Cassie Parsons

Gameplay Programmer, Sword Fighter

About Me

I am a games programmer with an interest in writing games systems that are designed to be flexible and easy to use, both by programmers and non-programmers
My skills include:

Elusive Core: Zero Trace


This project was by far one of the largest ones I'd been on before, going on for 9 months total on a team of 8, it ways a great learning opportunity, during this project I learned the importance of code maintaiability and how to practically use inheritance with components in the Unity engine, as well as working well with designers and making tools for them to do their job effectively.


Enemy AI

The guard behaviour used a state machine, using an abstract class and inheritance for each state. The guard behaviour was set up as a puppet, with functions that would be called by the state machine to control it's behaviour, such as move, look, chase. Making adding new behaviour simpler and cleaner.

**GOAL**:
Print the stretch of the portfolio page from "I am a games" through "their job effectively.". The material that comes next has no connection to the portfolio page.

Dataset rows
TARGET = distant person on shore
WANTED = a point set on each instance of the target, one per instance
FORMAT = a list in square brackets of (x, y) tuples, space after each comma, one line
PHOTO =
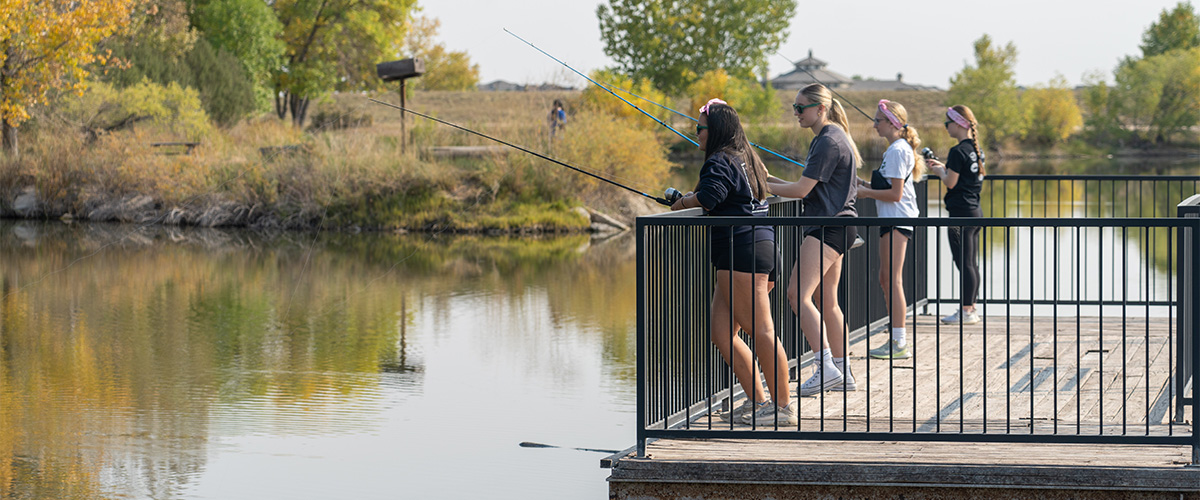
[(892, 187), (556, 120), (829, 188), (963, 175), (733, 182)]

**ANSWER**:
I am a games programmer with an interest in writing games systems that are designed to be flexible and easy to use, both by programmers and non-programmers
My skills include:

Elusive Core: Zero Trace


This project was by far one of the largest ones I'd been on before, going on for 9 months total on a team of 8, it ways a great learning opportunity, during this project I learned the importance of code maintaiability and how to practically use inheritance with components in the Unity engine, as well as working well with designers and making tools for them to do their job effectively.